** begin **

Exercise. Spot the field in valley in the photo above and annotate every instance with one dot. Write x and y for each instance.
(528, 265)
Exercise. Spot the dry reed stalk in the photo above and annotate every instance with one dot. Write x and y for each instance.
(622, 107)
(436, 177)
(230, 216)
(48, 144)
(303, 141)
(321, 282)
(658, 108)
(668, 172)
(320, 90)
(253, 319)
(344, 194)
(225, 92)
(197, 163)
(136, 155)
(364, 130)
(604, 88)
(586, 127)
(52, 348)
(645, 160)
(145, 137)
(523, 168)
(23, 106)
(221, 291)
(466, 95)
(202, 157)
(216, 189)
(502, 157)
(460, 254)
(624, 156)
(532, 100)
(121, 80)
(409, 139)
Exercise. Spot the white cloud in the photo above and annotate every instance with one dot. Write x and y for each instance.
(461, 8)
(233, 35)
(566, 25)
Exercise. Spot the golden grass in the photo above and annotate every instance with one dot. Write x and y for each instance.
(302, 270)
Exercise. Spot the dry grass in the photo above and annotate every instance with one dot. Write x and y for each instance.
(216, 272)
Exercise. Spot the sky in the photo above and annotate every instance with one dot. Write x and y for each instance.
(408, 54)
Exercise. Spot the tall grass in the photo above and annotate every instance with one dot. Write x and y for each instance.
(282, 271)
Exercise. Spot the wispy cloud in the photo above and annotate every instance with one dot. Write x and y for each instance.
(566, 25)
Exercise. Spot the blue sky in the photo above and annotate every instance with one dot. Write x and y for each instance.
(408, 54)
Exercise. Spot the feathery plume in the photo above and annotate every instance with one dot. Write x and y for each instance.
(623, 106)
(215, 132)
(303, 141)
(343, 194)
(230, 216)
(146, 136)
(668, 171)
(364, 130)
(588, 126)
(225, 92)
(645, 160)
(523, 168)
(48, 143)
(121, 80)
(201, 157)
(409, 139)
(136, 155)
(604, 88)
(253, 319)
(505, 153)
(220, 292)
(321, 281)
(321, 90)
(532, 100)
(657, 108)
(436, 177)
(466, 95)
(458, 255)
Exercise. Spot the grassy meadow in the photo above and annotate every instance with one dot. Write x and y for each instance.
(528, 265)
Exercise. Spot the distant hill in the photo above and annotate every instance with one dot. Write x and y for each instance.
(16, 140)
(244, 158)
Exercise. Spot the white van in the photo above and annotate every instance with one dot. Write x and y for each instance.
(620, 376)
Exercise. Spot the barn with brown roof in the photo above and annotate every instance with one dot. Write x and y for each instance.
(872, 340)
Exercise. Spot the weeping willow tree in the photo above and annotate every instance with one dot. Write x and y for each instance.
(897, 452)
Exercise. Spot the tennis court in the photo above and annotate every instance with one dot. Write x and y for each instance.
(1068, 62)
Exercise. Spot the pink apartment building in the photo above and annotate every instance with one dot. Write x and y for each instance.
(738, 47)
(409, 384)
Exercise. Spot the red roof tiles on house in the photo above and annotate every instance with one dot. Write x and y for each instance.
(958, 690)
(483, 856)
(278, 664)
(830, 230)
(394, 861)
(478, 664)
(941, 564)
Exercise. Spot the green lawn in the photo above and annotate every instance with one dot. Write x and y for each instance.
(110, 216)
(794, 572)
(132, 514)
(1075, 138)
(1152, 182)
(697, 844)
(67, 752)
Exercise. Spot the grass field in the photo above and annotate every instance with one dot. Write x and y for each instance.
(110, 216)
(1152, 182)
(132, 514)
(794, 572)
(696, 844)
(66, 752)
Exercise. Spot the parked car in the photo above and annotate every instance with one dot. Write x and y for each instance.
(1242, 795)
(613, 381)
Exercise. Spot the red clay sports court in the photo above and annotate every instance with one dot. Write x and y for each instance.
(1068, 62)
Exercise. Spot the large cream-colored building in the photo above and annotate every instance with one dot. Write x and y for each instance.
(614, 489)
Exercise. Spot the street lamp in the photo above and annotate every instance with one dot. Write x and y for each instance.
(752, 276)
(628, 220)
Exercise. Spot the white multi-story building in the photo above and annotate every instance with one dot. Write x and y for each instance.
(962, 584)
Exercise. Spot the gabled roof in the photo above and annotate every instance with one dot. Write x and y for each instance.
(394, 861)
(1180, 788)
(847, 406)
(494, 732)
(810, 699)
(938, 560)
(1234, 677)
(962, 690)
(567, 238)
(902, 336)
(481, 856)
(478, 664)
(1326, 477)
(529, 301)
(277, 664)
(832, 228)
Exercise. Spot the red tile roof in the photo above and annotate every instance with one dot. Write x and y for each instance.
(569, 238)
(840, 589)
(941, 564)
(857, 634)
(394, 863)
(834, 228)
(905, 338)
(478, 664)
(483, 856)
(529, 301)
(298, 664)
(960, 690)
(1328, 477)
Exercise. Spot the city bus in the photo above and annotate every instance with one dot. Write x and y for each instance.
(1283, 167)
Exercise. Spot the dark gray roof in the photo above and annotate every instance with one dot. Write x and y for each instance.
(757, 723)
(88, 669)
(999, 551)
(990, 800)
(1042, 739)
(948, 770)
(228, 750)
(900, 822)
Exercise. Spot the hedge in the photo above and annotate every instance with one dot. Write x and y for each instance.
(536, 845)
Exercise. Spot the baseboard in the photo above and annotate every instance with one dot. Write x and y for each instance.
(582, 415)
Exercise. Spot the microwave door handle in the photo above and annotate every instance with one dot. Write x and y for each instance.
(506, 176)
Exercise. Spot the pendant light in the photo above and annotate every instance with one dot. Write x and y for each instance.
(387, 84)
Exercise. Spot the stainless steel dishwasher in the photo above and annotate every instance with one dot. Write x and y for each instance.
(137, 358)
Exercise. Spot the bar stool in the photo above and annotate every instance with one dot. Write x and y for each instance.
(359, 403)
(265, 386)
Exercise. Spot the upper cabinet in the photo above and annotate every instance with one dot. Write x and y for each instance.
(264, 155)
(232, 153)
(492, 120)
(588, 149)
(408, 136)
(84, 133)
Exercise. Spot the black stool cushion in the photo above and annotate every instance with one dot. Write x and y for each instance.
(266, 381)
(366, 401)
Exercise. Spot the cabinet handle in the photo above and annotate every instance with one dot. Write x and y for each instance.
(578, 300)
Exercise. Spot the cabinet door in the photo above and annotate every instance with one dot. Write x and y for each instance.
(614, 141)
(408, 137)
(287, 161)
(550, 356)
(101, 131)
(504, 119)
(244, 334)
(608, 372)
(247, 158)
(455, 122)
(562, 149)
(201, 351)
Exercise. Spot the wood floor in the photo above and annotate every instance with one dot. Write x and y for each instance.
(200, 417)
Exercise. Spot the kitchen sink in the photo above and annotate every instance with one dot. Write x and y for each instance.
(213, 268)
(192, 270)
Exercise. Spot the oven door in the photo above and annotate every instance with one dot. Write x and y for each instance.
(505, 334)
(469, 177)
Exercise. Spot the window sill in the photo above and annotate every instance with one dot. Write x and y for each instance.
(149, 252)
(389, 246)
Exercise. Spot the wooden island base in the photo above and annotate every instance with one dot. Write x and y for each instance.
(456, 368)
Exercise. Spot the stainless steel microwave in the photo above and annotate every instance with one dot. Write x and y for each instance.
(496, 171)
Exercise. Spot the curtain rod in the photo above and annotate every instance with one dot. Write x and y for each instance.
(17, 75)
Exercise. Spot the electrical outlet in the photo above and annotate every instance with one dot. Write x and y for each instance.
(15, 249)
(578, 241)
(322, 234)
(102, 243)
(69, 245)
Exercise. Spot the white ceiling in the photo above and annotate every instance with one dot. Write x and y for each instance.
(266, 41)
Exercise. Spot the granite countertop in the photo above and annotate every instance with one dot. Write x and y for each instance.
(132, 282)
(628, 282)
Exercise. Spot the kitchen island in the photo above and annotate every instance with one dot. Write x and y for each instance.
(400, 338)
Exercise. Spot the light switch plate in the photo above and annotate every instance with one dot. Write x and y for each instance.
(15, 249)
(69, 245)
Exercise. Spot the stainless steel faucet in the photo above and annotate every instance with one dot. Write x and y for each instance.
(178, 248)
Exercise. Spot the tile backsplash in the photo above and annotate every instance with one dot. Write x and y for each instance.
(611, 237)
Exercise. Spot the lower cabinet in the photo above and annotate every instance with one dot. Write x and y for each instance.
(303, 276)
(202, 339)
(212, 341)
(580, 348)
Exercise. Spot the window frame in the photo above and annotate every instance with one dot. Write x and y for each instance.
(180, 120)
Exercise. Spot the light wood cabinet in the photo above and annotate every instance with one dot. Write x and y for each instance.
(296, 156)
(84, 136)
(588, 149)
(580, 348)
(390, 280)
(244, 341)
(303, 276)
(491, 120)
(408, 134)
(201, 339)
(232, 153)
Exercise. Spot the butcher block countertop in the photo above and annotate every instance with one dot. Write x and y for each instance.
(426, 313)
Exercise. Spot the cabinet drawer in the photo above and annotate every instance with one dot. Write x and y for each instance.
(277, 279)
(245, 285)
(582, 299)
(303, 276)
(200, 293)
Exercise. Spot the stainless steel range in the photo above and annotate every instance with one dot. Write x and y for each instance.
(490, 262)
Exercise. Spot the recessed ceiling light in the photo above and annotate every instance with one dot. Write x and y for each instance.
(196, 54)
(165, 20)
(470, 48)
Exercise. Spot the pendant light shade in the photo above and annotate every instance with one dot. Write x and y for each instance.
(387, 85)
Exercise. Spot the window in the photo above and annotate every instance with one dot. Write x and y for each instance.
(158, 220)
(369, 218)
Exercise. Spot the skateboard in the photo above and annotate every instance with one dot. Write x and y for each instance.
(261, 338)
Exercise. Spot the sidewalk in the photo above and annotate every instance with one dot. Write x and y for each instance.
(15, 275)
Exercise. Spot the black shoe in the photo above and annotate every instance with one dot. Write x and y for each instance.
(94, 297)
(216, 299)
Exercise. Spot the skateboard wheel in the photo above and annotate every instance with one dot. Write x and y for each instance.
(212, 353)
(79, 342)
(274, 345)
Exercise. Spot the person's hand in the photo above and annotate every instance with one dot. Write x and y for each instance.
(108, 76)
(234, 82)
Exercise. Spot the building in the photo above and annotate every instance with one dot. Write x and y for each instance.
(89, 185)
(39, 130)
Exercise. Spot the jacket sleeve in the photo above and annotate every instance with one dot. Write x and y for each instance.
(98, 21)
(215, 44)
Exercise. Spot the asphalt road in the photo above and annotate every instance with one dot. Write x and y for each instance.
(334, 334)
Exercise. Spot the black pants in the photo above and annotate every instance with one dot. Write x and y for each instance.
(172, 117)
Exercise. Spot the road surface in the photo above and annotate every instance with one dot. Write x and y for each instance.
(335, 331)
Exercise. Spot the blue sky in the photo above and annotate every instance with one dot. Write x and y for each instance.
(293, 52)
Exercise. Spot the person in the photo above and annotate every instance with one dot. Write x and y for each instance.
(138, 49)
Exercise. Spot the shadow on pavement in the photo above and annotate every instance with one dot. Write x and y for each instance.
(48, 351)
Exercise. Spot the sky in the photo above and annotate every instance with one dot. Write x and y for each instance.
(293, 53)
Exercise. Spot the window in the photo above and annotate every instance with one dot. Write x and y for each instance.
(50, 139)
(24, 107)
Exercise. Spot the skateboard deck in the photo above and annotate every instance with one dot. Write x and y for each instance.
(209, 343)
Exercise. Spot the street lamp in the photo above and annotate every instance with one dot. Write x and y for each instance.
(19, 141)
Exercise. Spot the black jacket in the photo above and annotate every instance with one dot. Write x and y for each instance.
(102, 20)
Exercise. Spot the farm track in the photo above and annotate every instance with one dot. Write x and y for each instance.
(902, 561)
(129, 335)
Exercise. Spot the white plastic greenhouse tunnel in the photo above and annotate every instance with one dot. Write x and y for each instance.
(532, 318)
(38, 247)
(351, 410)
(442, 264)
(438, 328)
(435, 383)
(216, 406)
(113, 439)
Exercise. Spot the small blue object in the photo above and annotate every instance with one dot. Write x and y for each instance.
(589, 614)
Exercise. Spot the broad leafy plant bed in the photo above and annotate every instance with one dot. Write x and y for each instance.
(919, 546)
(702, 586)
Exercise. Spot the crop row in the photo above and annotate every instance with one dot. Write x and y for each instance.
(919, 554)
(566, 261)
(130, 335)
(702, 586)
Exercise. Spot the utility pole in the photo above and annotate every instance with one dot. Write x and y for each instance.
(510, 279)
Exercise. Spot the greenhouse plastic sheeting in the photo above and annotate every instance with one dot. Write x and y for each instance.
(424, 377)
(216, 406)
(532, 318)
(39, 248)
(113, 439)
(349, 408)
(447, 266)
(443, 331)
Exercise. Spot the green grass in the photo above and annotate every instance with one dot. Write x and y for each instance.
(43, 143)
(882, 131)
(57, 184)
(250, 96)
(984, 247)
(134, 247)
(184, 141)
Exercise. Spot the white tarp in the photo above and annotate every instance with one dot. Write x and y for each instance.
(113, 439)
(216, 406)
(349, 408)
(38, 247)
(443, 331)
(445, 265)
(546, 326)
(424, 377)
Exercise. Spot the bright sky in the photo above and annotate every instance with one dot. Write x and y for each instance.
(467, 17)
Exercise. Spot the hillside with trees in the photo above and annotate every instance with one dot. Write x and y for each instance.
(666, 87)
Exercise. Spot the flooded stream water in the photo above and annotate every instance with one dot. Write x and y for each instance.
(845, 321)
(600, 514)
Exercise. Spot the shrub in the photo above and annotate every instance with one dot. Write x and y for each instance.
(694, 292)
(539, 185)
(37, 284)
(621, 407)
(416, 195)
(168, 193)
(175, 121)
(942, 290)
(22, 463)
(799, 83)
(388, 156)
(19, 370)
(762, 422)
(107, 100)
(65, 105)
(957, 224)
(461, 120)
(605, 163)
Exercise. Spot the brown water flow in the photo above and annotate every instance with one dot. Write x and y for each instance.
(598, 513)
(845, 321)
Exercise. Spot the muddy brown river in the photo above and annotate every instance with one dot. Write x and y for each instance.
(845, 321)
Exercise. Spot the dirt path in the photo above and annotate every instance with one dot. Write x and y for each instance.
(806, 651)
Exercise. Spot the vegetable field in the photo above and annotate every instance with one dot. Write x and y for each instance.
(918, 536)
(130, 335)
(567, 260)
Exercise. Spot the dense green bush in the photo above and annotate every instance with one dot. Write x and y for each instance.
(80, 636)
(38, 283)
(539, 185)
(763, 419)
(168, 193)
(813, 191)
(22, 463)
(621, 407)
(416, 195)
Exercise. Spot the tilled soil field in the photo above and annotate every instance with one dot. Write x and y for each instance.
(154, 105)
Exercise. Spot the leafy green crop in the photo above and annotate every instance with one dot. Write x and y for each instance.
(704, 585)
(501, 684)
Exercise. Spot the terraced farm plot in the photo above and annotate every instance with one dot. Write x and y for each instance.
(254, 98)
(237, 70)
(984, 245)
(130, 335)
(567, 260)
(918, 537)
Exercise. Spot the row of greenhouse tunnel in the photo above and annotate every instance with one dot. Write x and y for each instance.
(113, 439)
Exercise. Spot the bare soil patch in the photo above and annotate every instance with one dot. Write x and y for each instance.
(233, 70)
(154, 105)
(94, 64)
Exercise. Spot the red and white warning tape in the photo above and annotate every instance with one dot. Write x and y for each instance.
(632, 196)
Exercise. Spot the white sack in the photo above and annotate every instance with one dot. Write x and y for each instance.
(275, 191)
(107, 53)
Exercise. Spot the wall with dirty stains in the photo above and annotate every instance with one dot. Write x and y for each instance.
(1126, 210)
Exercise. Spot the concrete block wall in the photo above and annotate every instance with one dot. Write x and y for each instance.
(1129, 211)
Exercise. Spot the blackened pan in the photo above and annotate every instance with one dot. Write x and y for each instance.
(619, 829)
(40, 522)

** end **

* **The problem**:
The lines to quote run from the one containing "Exercise. Spot the row" through the final line of the material above; please give them exactly, both ends included, and nothing else.

* **Worked solution**:
Exercise. Spot the row of greenhouse tunnel in the photo above and annotate every instance with one dot. Write x and y for each instance.
(113, 439)
Exercise. Spot the bare soil patch in the photo above and annotate every instance with one dot. Write x and y for each instance.
(233, 70)
(154, 105)
(94, 64)
Exercise. Spot the red and white warning tape in the photo above and annotate every instance with one dot. Write x and y for each instance.
(632, 196)
Exercise. Spot the white sack in the photo above and annotate every instance with one dot. Write x and y for each instance.
(275, 191)
(107, 53)
Exercise. Spot the wall with dirty stains in the photo above and annotate every instance with one dot. Write x and y for each instance.
(1126, 210)
Exercise. Spot the concrete block wall in the photo above and annotate every instance with one dot. Write x and y for each instance.
(1129, 211)
Exercise. Spot the blackened pan in the photo above and annotate every instance with one dot. Write x and y for each instance.
(619, 829)
(40, 522)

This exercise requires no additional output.